>> start
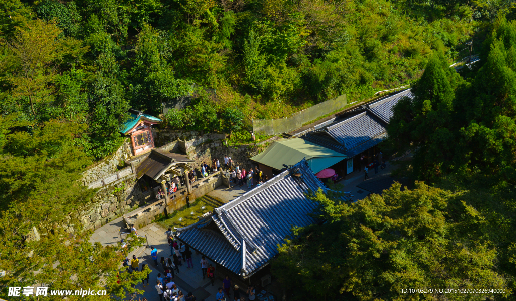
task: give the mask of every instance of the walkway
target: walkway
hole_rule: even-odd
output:
[[[119,232],[119,230],[120,229],[123,231],[127,231],[122,221],[122,218],[119,218],[97,229],[91,236],[90,241],[91,242],[99,242],[104,245],[116,244],[120,240]],[[170,247],[168,245],[164,234],[165,231],[166,229],[161,228],[155,223],[148,225],[137,230],[139,235],[143,236],[147,235],[149,245],[153,246],[157,249],[158,260],[162,256],[164,256],[165,259],[168,258],[170,254]],[[122,237],[125,237],[125,235],[122,235]],[[217,289],[219,287],[222,287],[222,280],[216,278],[214,286],[212,286],[207,278],[203,280],[202,270],[199,264],[199,262],[201,261],[201,255],[195,254],[194,250],[192,250],[192,252],[194,253],[192,255],[194,267],[188,269],[186,268],[186,263],[183,263],[183,265],[179,266],[179,273],[175,275],[174,281],[178,285],[180,290],[182,291],[185,295],[191,292],[194,293],[194,295],[199,301],[203,299],[215,300]],[[141,268],[142,263],[146,263],[152,271],[149,274],[150,285],[149,286],[144,288],[141,283],[136,286],[137,289],[144,291],[143,295],[138,295],[136,299],[138,299],[138,297],[145,297],[149,301],[158,301],[159,300],[159,298],[156,289],[154,288],[154,286],[156,285],[157,274],[158,273],[163,274],[163,271],[161,271],[161,266],[160,265],[159,269],[155,266],[154,262],[151,257],[150,248],[142,247],[133,251],[130,255],[132,255],[135,253],[137,257],[140,261],[140,267]],[[209,263],[215,266],[213,262],[209,262]],[[120,266],[121,268],[121,264]]]
[[[402,184],[405,184],[404,182],[405,181],[403,180],[403,179],[399,179],[397,177],[394,177],[394,179],[391,178],[391,173],[396,170],[396,166],[398,165],[398,162],[410,160],[412,156],[412,154],[410,153],[400,156],[392,161],[386,162],[387,166],[383,170],[379,169],[377,174],[375,173],[374,169],[369,170],[369,178],[366,180],[364,179],[365,174],[364,170],[362,169],[361,172],[357,172],[357,175],[354,177],[344,181],[341,181],[339,183],[344,185],[345,191],[351,191],[351,195],[353,195],[351,197],[351,199],[353,200],[365,198],[371,193],[379,192],[379,190],[376,189],[376,187],[384,187],[384,184],[388,181],[392,182],[394,179],[395,179],[400,181]],[[370,187],[369,190],[364,189],[364,187]]]

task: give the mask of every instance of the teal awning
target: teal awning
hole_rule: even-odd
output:
[[[293,138],[273,141],[267,149],[251,159],[281,170],[284,167],[283,164],[294,165],[304,158],[310,169],[316,173],[347,157],[343,154],[300,138]]]

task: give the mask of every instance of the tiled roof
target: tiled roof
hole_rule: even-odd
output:
[[[286,170],[262,186],[215,209],[213,215],[178,229],[178,238],[226,269],[246,278],[278,254],[293,226],[316,222],[307,213],[315,204],[309,189],[326,189],[303,160],[295,165],[300,183]]]
[[[132,112],[130,114],[131,115],[129,117],[129,119],[128,119],[125,123],[123,123],[122,125],[122,129],[120,130],[120,132],[124,135],[126,135],[128,133],[128,131],[134,127],[134,126],[136,125],[136,124],[141,120],[146,120],[150,122],[154,123],[159,123],[161,122],[161,119],[148,114],[143,114],[140,113],[138,114],[136,114]]]
[[[367,112],[326,128],[326,131],[347,149],[356,147],[386,130],[379,120]]]
[[[392,96],[369,104],[367,105],[368,110],[385,123],[389,123],[389,120],[392,117],[392,107],[405,96],[412,98],[414,98],[414,94],[410,89],[406,90]]]
[[[393,115],[392,108],[406,96],[414,97],[408,89],[374,102],[356,109],[353,111],[356,113],[352,116],[310,132],[302,138],[352,157],[385,140],[386,126]]]

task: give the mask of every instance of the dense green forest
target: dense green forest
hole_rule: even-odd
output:
[[[106,285],[105,299],[132,291],[144,273],[118,283],[118,249],[74,232],[94,193],[79,173],[121,145],[129,108],[159,115],[194,83],[221,98],[171,110],[166,126],[228,132],[243,112],[284,116],[342,93],[353,101],[413,83],[390,147],[413,150],[406,172],[430,186],[395,187],[360,205],[314,196],[329,222],[288,242],[278,260],[278,278],[299,299],[404,299],[398,288],[425,283],[514,286],[514,1],[0,3],[1,296],[36,283]],[[481,60],[457,75],[448,66],[472,39]],[[24,241],[33,226],[41,239]],[[308,265],[298,260],[306,256]]]
[[[436,43],[448,62],[476,52],[508,0],[117,0],[2,2],[3,115],[87,126],[76,143],[95,158],[121,143],[132,107],[196,83],[217,89],[165,126],[223,130],[228,108],[279,118],[347,93],[359,100],[417,78]],[[202,98],[202,97],[201,97]],[[35,126],[36,126],[35,125]]]
[[[495,20],[480,60],[457,73],[437,47],[394,108],[386,152],[410,150],[415,180],[354,203],[311,196],[322,225],[280,247],[276,275],[303,300],[514,299],[516,21]],[[424,181],[423,182],[418,181]],[[404,293],[409,288],[504,293]]]

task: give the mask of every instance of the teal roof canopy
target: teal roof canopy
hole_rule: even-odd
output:
[[[127,135],[141,120],[144,120],[153,124],[159,123],[162,122],[161,119],[148,114],[139,113],[137,114],[132,112],[129,119],[122,124],[122,129],[120,130],[120,132],[124,135]]]
[[[281,170],[283,164],[294,165],[304,158],[315,174],[347,157],[346,155],[301,138],[292,138],[273,141],[267,149],[251,160]]]

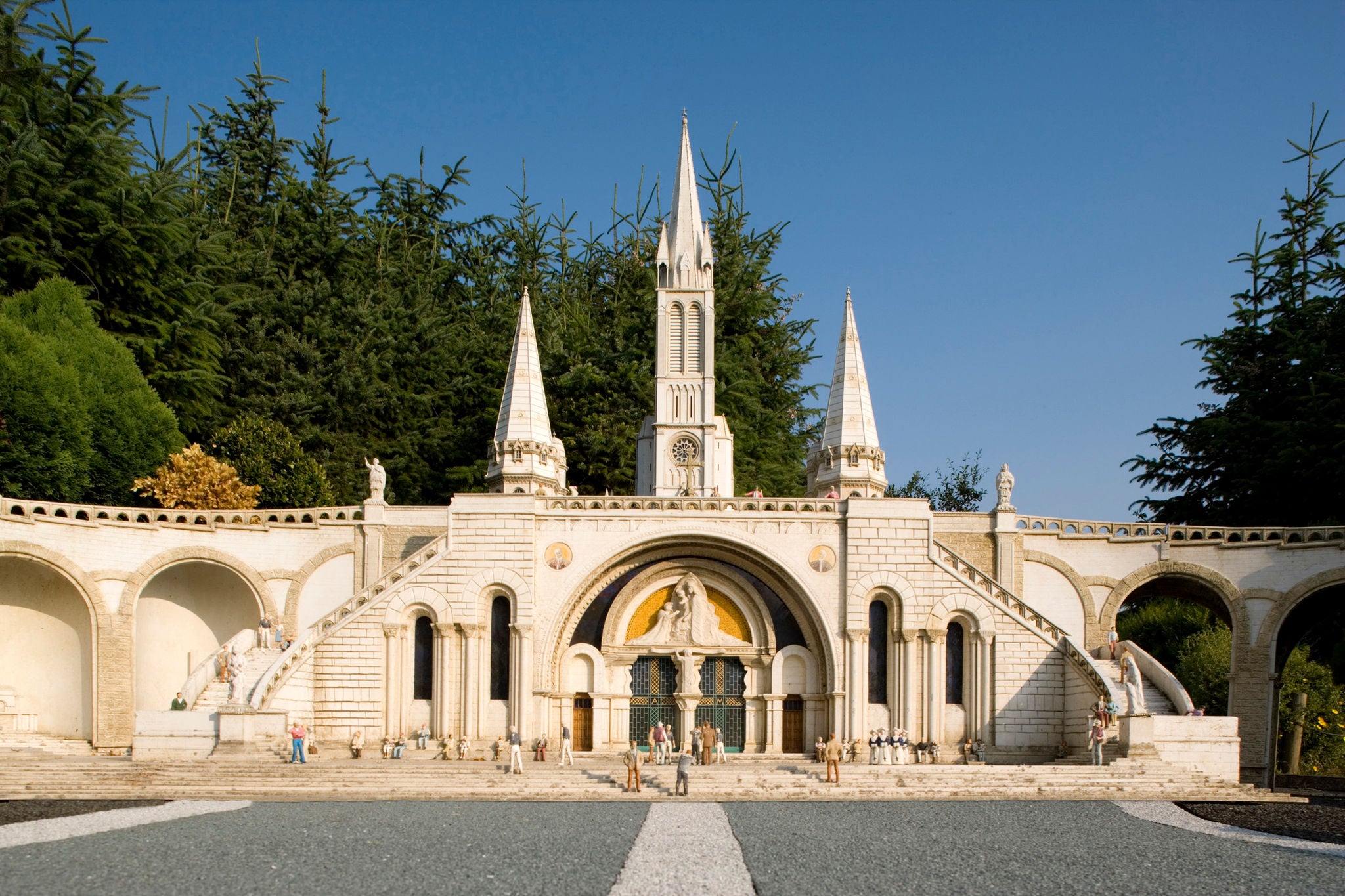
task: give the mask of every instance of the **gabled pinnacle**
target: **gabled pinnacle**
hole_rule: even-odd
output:
[[[845,290],[845,320],[837,345],[837,363],[831,372],[831,395],[827,396],[827,420],[822,430],[823,447],[845,451],[854,446],[878,447],[878,427],[873,419],[869,377],[859,351],[859,328],[854,322],[850,287]]]
[[[504,376],[504,395],[500,396],[500,412],[495,422],[496,443],[515,439],[542,445],[551,441],[551,418],[546,410],[542,363],[533,328],[533,300],[526,286],[519,302],[508,373]]]
[[[701,199],[695,187],[695,160],[691,137],[682,111],[682,146],[672,176],[672,211],[667,222],[668,283],[682,289],[701,287],[701,266],[709,261],[709,240],[701,220]]]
>> end
Objective: Quote every line word for word and keep the images out of the copy.

Final result:
task: give the mask of every instance of the walkway
target: walkway
hole_rule: even-odd
output:
[[[119,232],[119,230],[120,229],[123,231],[127,231],[122,221],[122,218],[119,218],[97,229],[91,236],[90,241],[91,242],[99,242],[104,245],[116,244],[120,240]],[[170,247],[168,245],[164,234],[165,231],[166,229],[161,228],[155,223],[148,225],[137,230],[139,235],[143,236],[147,235],[149,245],[153,246],[157,249],[158,260],[162,256],[164,256],[165,259],[168,258],[170,254]],[[122,237],[125,237],[125,235],[122,235]],[[217,289],[219,287],[222,287],[222,280],[216,278],[214,286],[212,286],[207,278],[203,280],[202,270],[199,264],[199,262],[201,261],[201,255],[195,254],[194,250],[192,250],[192,252],[194,253],[192,255],[194,267],[188,269],[186,268],[186,263],[183,263],[183,265],[179,266],[179,273],[175,275],[174,281],[178,285],[180,290],[182,291],[185,295],[191,292],[194,293],[194,295],[199,301],[203,299],[215,300]],[[141,268],[142,263],[146,263],[152,271],[149,274],[150,285],[149,286],[144,288],[141,283],[136,286],[137,289],[144,291],[143,295],[138,295],[136,299],[138,299],[138,297],[145,297],[149,301],[158,301],[159,300],[159,298],[156,289],[154,288],[154,286],[156,285],[157,274],[158,273],[163,274],[163,271],[161,271],[161,266],[160,265],[159,269],[155,266],[154,262],[151,257],[150,248],[142,247],[133,251],[130,255],[132,255],[135,253],[137,257],[140,261],[140,267]],[[209,263],[215,266],[213,262],[209,262]],[[120,266],[121,268],[121,264]]]
[[[402,184],[405,184],[404,182],[405,181],[403,180],[403,179],[399,179],[397,177],[394,177],[394,179],[391,178],[391,173],[396,170],[396,166],[398,165],[398,162],[410,160],[412,156],[412,154],[410,153],[400,156],[392,161],[386,162],[387,166],[383,170],[379,169],[377,174],[375,173],[374,169],[369,170],[369,178],[366,180],[364,179],[365,174],[364,170],[362,169],[361,172],[357,172],[357,175],[354,177],[344,181],[341,181],[339,183],[344,185],[345,191],[351,191],[351,195],[353,195],[351,197],[351,199],[353,200],[365,198],[371,193],[379,192],[379,190],[376,189],[376,187],[384,187],[384,184],[388,181],[392,182],[394,179],[395,179],[400,181]],[[370,187],[369,190],[364,189],[364,187]]]

task: give the mask of every instance of the teal awning
target: teal awning
hole_rule: even-odd
output:
[[[293,138],[273,141],[267,149],[251,159],[281,170],[284,167],[283,164],[294,165],[304,158],[310,169],[316,173],[347,157],[343,154],[300,138]]]

task: give the mask of every instance of the tiled roof
target: tiled roof
hole_rule: even-odd
output:
[[[286,170],[262,186],[215,209],[213,215],[178,229],[178,238],[226,269],[246,278],[278,254],[293,226],[316,222],[307,213],[315,204],[309,189],[326,189],[303,160],[295,165],[300,183]]]
[[[132,112],[130,114],[131,115],[129,117],[129,119],[128,119],[125,123],[123,123],[122,125],[122,129],[120,130],[120,132],[124,135],[126,135],[128,133],[128,131],[134,127],[134,126],[136,125],[136,124],[141,120],[146,120],[150,122],[154,123],[159,123],[161,122],[161,119],[148,114],[143,114],[140,113],[138,114],[136,114]]]
[[[367,112],[326,128],[326,131],[347,149],[356,147],[386,130],[379,120]]]
[[[392,96],[369,104],[367,105],[368,110],[385,123],[389,123],[389,120],[392,117],[392,107],[405,96],[412,98],[414,98],[414,94],[410,89],[406,90]]]
[[[393,115],[392,108],[406,96],[414,97],[408,89],[374,102],[356,109],[353,111],[356,113],[352,116],[310,132],[302,138],[352,157],[385,140],[386,126]]]

task: give the mask of every instance of the dense green forest
target: dense green forest
hole_rule: even-odd
output:
[[[106,285],[105,299],[132,291],[144,273],[118,283],[118,249],[74,232],[94,193],[79,173],[121,145],[129,108],[159,115],[194,83],[221,98],[171,110],[166,126],[228,132],[243,112],[284,116],[342,93],[353,101],[413,83],[390,147],[413,150],[406,172],[430,186],[395,187],[360,205],[314,196],[329,222],[288,242],[278,260],[278,278],[299,299],[404,299],[398,288],[425,283],[514,286],[514,1],[0,3],[1,296],[36,283]],[[481,60],[457,75],[448,66],[472,39]],[[24,241],[33,226],[41,239]],[[308,265],[298,260],[306,256]]]
[[[436,43],[448,62],[476,52],[508,0],[117,0],[2,2],[3,115],[87,126],[76,143],[95,158],[121,143],[132,107],[196,83],[217,89],[165,126],[223,130],[228,108],[279,118],[347,93],[359,100],[417,78]],[[202,98],[202,97],[201,97]],[[35,126],[36,126],[35,125]]]
[[[495,20],[480,60],[457,73],[437,47],[394,108],[386,152],[410,150],[415,180],[354,203],[311,196],[322,225],[280,247],[276,275],[303,300],[514,299],[516,21]],[[424,181],[423,182],[418,181]],[[404,293],[409,288],[504,293]]]

task: give the mask of every instance of the teal roof canopy
target: teal roof canopy
hole_rule: even-odd
output:
[[[127,135],[141,120],[144,120],[153,124],[159,123],[162,122],[161,119],[148,114],[139,113],[137,114],[132,112],[129,119],[122,124],[122,129],[120,130],[120,132],[124,135]]]
[[[281,170],[283,164],[294,165],[304,158],[315,174],[347,157],[346,155],[301,138],[292,138],[273,141],[267,149],[251,160]]]

task: give the mask of every instance of the **gabled pinnacle**
target: **gabled pinnacle**
hole_rule: even-odd
output:
[[[845,290],[845,320],[837,345],[837,363],[831,372],[831,395],[827,396],[827,420],[822,430],[823,447],[845,451],[854,446],[878,447],[878,427],[873,419],[869,377],[859,351],[859,328],[854,322],[850,287]]]
[[[504,376],[504,395],[500,396],[500,412],[495,422],[496,443],[515,439],[542,445],[551,441],[551,418],[546,410],[542,363],[533,328],[533,300],[526,286],[519,302],[508,373]]]
[[[701,199],[695,187],[695,160],[691,137],[682,111],[682,146],[672,176],[672,211],[667,222],[668,283],[682,289],[701,287],[701,266],[709,261],[709,240],[701,220]]]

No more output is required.